*Требования*. Продолжите текст о снах и полуснах Раскольникова, начав сразу после его последнего предложения.

== Отрывок текста ==

Всего в романе у Раскольникова мы насчитываем пять снов, но на самом деле снов там больше. Это и чужие сны, но самое главное: это прежде всего пограничное состояние главного героя, который болен, и поэтому все происходящее воспринимает нереальным, как будто большинство его действий опрокинуто в сон.

Вот, например, сон наяву: Раскольников торопится с места преступления уйти, но кто-то поднимается снизу по подъездной лестнице. Раскольников только успевает запереть дверь, как неизвестный уже подошёл к ней и начинает настойчиво звонить, а потом берется за ручку двери и дергает ее, дергает. Кричит, чтобы старуха открывала.

Вскоре подходит ещё один человек, по голосу молодой, и замечает, что дверь отстаёт при дёрганьи: значит, она заперта не на замок, а на крючок изнутри. Почему же тогда не открывают?

Оба понимают, что дело неладно. Молодой бежит вниз за дворником. Первый вначале остается у двери, но, подождав, тоже спускается вниз. Раскольников выскальзывает из квартиры. Но навстречу уже поднимаются снизу несколько человек. (Вы заметили, как меняется тревожность текста, если вдруг начать его пересказывать в глаголах настоящее времени? Нет? Тогда дальнейшее я сделаю в прошедшем.)

Родион потерял уже надежду ускользнуть незамеченным, как вдруг заметил, что одна квартира, в которой он, идя к старухе, видел красивших рабочих, сейчас распахнута и пуста. Он прокрался в неё, выждал, когда те, другие, прошли наверх и быстро вышел из дома. На своём дворе он подбросил топор на старое место – и забылся дома на диване в полубреду.

(Видите, как полусон перестал быть полусном? Как исчезла тревожная магия?)

...Мы все видели в своей жизни такие сны – с дверью. И понятно, что у Раскольникова тут и реальный (не сновиденческий) ужас, что его раскроют, и температура, которая всё преувеличивает, но сама сцена однозначно читается как сцена-сновидение. Пусть и наяву.

А иногда это пример томительного кошмара (в крохотную комнатку Раскольникова в какой-то момент набивается людей больше, чем она по логике вещей могла бы выдержать). Она и не выдерживает: мир распадается, матрица осыпается, морок, вот он уже, здесь. И ты сам, читая, не можешь проснуться. И такое ощущение, что Достоевский это делает специально. Хотя кому-то может показаться, что это ляп, как круглый стол овальной формы (это в своем романе «Дар» Набоков нам на этот ляп Достоевского указывает: а мы ведь раньше и не замечали).

Моя любимая история, которую я сам заметил и отследил, о чем никогда не читал раньше – это история с комнаткой Раскольникова, которая существует прямо по законам Льюиса Кэрролла. «Съешь меня – выпей меня» и уменьшишься или увеличишься в росте.

===
== Раздел данных ==

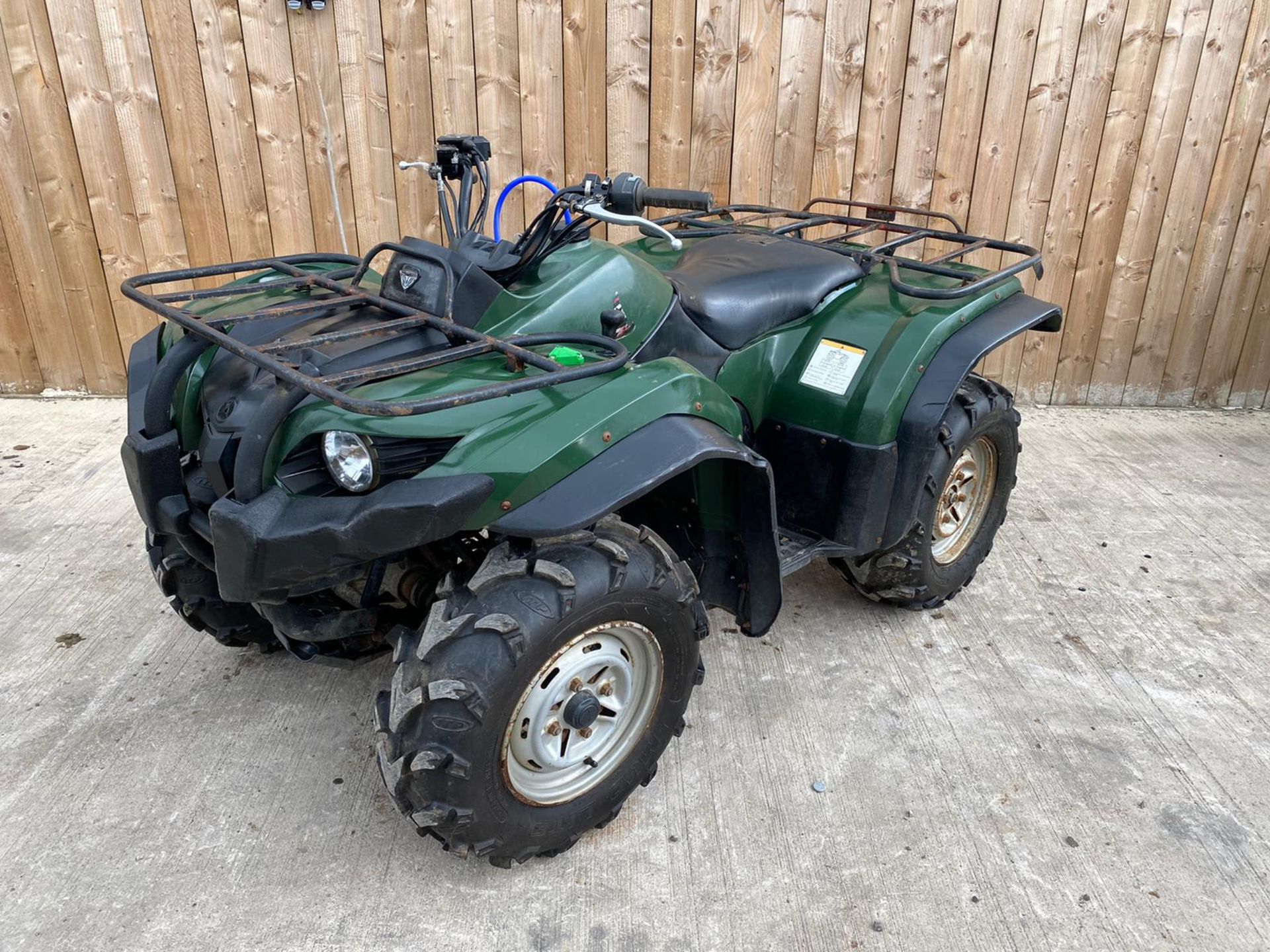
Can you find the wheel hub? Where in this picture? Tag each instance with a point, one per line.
(582, 710)
(582, 714)
(964, 500)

===

*Ответ ниже*.
Каморка Раскольникова располагалась, как известно, на мансардном этаже, то есть на чердаке. Эта комнатка больше напоминала шкафчик, чем квартиру. Студенту была ненавистна эта каморка. Хотя кто бы мог быть доволен крошечной клетушкой длиной в шесть шагов. Комнатка имела жалкий вид со своими отстававшими от стен желтенькими обоями, в романе даже автор сравнивает ее с каютой, гробом и сундуком. Достоевский не просто так описывает такое жилище, ему самому пришлось ожидать приговора в одиночной камере Петропавловской крепости. Он прекрасно знал, какие мысли преследуют человека в подобной обстановке. Именно там Родион Раскольников и решает убить старуху-процентщицу.

И вот перечитываю я однажды этот роман лет пять назад, в ковидные времена, в карантин, когда не поощрялось выходить на улицу – и вдруг замечаю поразительное. (Это тоже тут важно: я сам был как бы заключен в своей квартире. Такая вот усмешка Достоевского.)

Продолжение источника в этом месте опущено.